* [Your instructions] Write out the records below again, swapping "pixel coordinates" for "image coordinates" and changing nothing else. Omit the pictures from your answer.

* [Data for processing]
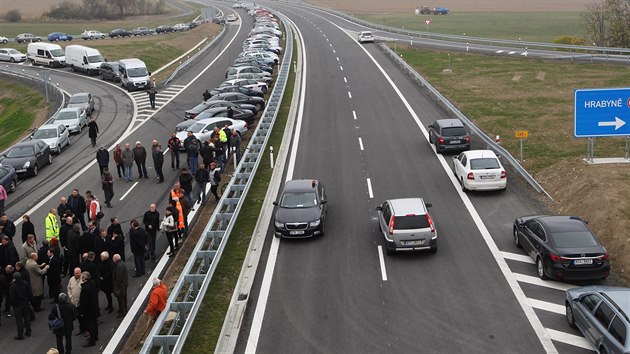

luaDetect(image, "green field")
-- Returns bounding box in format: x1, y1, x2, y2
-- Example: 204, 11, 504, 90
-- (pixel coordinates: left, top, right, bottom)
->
396, 45, 630, 174
355, 12, 586, 42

* [Solution]
luaDetect(image, "green field")
-- Returns bounding box in format: x1, y1, x2, y2
-- Example: 204, 11, 504, 90
-- (image coordinates: left, top, right, bottom)
->
396, 45, 630, 174
355, 12, 586, 42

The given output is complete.